## EXERCISE INSTRUCTIONS
Nothing but the lines below from the one containing "Expected: one point per instance of the white house, each" through the one containing "Expected: one point per instance of the residential" should appear in the answer, exact and without pictures.

## Region pointing data
┄┄┄┄┄┄

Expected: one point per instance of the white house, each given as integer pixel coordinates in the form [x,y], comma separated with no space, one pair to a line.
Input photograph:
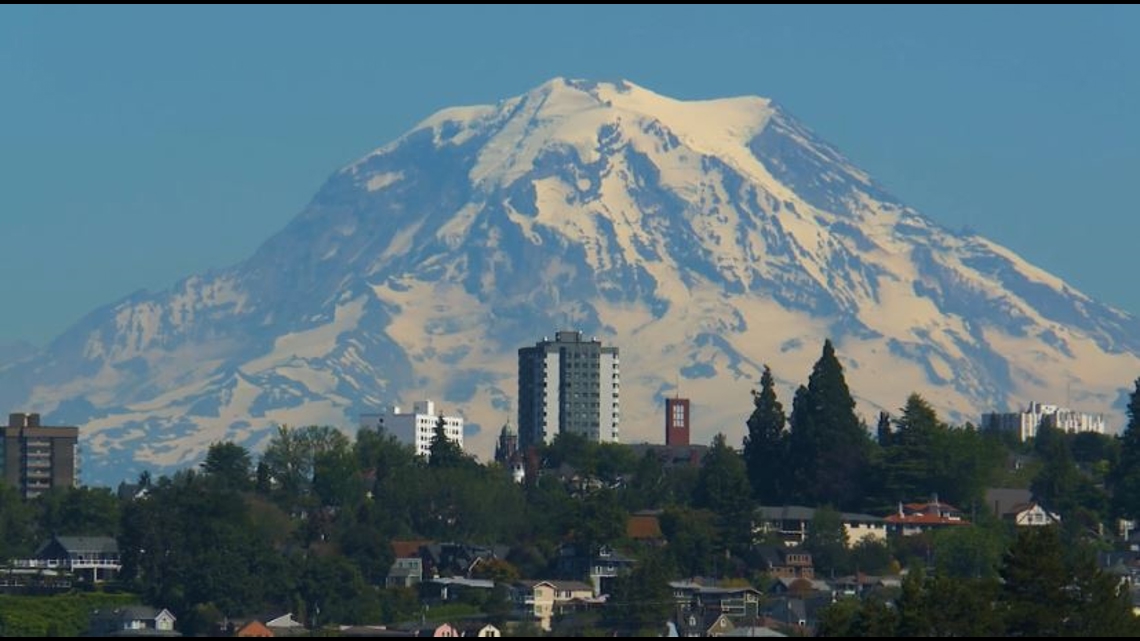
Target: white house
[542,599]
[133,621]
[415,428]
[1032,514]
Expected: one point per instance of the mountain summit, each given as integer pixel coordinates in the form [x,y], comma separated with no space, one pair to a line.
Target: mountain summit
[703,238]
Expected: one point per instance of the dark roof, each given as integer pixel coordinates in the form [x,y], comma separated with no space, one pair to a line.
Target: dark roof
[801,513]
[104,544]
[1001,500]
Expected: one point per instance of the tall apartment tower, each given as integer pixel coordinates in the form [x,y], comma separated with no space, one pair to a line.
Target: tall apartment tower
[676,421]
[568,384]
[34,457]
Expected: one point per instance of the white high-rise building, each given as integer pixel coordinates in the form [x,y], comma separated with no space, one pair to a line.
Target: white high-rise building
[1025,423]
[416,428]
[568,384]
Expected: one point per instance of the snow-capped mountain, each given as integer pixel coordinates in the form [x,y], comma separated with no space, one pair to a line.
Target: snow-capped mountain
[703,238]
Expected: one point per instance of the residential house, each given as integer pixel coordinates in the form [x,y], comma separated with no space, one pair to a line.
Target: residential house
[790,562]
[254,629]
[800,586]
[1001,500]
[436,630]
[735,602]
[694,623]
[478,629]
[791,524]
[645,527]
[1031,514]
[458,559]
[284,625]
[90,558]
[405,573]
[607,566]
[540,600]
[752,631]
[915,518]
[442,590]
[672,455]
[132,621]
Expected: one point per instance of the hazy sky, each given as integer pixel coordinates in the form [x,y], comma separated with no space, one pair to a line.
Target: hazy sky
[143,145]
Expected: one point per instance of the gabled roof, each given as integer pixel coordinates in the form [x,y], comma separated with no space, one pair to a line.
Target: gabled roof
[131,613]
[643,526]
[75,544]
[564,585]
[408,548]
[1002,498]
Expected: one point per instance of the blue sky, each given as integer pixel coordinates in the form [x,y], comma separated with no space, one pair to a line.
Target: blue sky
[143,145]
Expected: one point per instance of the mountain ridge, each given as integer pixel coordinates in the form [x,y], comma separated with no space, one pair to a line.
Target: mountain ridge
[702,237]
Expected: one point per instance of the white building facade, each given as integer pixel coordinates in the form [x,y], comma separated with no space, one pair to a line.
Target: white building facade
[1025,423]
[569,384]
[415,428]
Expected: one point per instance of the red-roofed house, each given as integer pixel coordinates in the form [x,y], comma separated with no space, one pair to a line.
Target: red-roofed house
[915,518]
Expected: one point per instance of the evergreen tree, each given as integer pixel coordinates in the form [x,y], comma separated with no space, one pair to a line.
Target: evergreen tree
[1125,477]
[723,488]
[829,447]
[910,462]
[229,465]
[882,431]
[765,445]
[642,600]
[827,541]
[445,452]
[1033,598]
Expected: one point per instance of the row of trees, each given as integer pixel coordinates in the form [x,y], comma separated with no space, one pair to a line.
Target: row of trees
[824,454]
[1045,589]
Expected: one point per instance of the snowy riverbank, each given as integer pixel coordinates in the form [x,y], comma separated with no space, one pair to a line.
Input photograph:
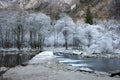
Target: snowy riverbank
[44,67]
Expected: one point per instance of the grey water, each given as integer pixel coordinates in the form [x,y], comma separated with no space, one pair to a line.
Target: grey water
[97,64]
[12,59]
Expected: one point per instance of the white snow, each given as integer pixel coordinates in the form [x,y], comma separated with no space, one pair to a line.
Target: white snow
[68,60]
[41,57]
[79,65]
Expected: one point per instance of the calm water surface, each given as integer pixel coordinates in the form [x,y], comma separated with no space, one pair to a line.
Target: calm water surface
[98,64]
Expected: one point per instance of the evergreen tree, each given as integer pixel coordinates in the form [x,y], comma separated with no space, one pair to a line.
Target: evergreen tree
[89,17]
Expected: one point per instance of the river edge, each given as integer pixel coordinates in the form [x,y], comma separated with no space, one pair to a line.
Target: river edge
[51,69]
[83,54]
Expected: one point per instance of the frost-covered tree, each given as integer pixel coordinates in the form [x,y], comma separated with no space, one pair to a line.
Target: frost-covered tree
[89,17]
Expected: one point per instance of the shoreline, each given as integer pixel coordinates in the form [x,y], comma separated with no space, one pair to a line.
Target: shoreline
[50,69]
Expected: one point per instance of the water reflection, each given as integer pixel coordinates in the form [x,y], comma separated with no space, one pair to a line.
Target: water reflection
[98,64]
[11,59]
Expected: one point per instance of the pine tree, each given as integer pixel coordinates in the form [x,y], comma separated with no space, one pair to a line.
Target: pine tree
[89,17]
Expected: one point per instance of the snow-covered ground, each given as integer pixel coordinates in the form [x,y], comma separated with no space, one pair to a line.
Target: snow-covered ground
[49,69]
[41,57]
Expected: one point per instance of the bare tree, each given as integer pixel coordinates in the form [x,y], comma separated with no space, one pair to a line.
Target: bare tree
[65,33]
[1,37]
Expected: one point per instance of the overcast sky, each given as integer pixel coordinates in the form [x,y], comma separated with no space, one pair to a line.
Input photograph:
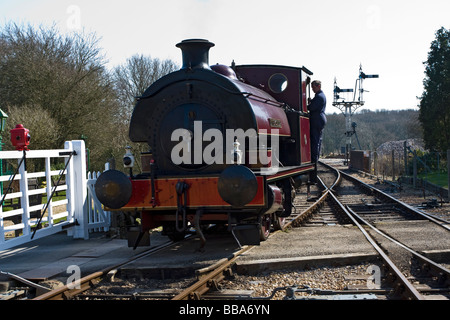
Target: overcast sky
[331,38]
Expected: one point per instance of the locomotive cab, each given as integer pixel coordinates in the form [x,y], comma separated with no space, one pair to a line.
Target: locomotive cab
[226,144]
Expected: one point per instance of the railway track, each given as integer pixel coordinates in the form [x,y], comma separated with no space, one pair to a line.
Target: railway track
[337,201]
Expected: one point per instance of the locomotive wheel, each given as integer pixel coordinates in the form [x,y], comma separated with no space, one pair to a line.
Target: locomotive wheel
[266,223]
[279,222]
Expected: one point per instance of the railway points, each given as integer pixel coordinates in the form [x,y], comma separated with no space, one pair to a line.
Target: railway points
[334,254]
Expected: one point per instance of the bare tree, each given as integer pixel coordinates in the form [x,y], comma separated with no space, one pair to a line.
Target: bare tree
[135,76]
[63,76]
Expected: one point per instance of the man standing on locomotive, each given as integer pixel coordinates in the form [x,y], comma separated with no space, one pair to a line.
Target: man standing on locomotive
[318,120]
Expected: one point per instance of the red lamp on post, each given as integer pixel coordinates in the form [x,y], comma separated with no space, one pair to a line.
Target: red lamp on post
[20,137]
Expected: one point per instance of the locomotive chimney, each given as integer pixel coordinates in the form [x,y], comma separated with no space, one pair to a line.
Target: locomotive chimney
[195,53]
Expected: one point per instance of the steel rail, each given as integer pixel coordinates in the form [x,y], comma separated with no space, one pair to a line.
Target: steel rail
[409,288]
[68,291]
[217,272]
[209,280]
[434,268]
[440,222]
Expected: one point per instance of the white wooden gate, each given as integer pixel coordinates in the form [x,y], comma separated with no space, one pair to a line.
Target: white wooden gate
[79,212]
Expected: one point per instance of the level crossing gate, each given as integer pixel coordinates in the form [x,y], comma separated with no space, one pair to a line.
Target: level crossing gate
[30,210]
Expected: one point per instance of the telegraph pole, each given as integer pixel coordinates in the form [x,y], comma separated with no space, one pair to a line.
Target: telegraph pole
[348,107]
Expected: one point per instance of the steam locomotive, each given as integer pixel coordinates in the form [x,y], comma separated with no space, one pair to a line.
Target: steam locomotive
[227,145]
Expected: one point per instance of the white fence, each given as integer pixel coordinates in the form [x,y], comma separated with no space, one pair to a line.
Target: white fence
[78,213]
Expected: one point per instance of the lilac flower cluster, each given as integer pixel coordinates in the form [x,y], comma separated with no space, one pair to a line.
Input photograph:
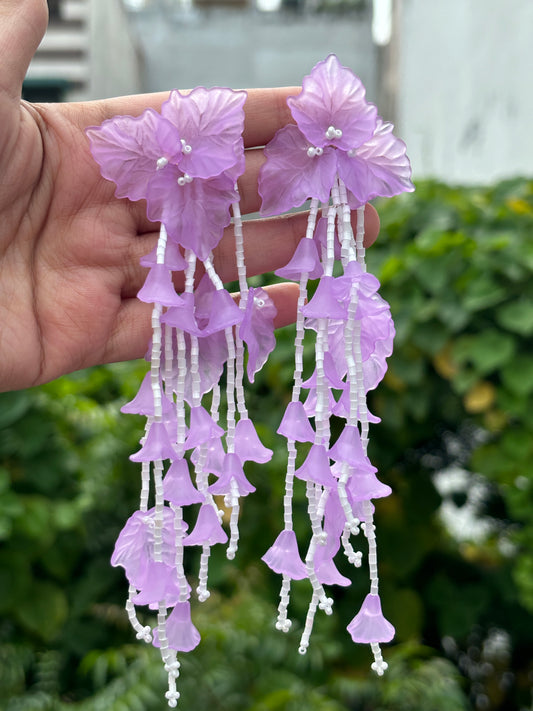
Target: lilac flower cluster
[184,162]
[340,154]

┄┄┄┄┄┄

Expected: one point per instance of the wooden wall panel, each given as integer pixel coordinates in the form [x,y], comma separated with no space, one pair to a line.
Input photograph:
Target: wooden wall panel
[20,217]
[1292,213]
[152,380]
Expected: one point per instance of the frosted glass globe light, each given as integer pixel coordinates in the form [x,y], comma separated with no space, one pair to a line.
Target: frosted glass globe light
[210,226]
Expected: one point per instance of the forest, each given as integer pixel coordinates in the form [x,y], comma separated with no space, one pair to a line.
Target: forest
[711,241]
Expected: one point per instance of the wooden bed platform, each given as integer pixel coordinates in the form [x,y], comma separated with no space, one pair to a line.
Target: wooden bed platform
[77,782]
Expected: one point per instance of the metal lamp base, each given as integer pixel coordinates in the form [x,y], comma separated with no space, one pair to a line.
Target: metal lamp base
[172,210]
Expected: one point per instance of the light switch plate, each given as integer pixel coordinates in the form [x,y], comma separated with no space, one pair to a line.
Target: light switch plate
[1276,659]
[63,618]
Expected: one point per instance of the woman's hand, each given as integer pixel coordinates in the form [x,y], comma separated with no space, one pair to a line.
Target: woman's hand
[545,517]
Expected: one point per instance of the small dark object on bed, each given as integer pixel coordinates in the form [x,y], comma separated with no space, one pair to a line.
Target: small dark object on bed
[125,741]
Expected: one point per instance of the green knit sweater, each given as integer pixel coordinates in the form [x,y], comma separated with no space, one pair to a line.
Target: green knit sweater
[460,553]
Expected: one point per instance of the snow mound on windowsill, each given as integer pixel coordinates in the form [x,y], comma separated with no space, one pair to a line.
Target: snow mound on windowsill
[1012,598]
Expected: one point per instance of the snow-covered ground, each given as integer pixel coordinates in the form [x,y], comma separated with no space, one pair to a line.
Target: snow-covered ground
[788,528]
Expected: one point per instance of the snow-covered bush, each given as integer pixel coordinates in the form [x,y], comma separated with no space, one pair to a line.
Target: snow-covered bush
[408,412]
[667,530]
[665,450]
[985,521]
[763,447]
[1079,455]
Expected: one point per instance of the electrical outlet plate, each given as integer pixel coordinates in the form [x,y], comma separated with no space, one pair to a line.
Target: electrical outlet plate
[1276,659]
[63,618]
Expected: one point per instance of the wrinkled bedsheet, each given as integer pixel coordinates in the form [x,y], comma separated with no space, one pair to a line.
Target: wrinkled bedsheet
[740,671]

┄┄┄┄┄┄

## REPLY
Expected: one point per instance of the white house, each given as integer pixel coordinates in the form [x,y], comma separated with no space, one pair to a line.
Input photograph:
Target: white house
[542,599]
[133,621]
[415,428]
[1032,514]
Expected: one point per instance of the mountain summit, each given as integer pixel coordinates in the form [x,y], comma separated with no space, one pair to a line.
Target: mountain summit
[703,238]
Expected: one point per instance of the dark roof, each given as integer pixel coordinates in the form [x,y], comma separated with no space, one pair to a line.
Target: dark roof
[801,513]
[104,544]
[1001,500]
Expected: one point per instance of the tall apartment tower, each given as integer pixel coordinates in the form [x,y], comma separated with no space, one pair to a line.
Target: tall apartment tower
[676,421]
[568,384]
[34,457]
Expected: one point per instance of the white high-rise building, each given as integer pixel coordinates in the form [x,y], comma separated with no space, one pair to a line.
Target: white high-rise building
[1025,423]
[416,428]
[568,384]
Expected: one point per instance of the snow-capped mountain, each given as integer pixel coordinates in the form [x,y], comma separated with no space, one pair to a line.
Target: snow-capped mountain
[703,238]
Expected: one point per instance of the residential house, each given as integer pixel coordinates in the form [x,y], comma separated with no space, one pair to a line.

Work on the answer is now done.